Start of INPUT DATA
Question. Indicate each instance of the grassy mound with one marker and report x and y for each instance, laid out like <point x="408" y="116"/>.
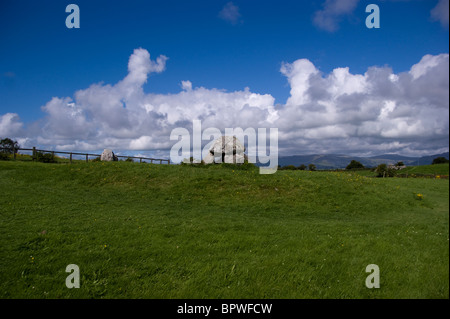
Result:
<point x="170" y="231"/>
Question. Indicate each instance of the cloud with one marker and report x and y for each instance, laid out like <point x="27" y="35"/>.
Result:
<point x="370" y="112"/>
<point x="230" y="13"/>
<point x="10" y="125"/>
<point x="333" y="10"/>
<point x="339" y="112"/>
<point x="440" y="12"/>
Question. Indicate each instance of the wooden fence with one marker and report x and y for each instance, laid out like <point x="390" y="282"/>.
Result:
End of INPUT DATA
Tally the lines of the material in which the word "Question" appears. Output the count alone.

**ANSWER BELOW:** 3